→ WORK REQUEST: Please reproduce the entries below exactly, leaving the pictures out.

→ RECORD SET:
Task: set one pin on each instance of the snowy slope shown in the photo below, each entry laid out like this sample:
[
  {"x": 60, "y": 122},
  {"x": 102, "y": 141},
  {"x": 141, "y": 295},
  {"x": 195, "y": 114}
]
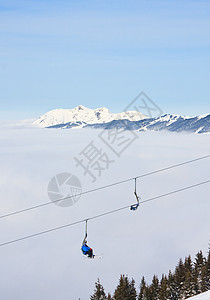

→ TASK OUTPUT:
Task: set one pin on each instance of the snowy slope shown in the photo below, each entry laid out like this sample:
[
  {"x": 60, "y": 122},
  {"x": 102, "y": 141},
  {"x": 141, "y": 295},
  {"x": 195, "y": 114}
]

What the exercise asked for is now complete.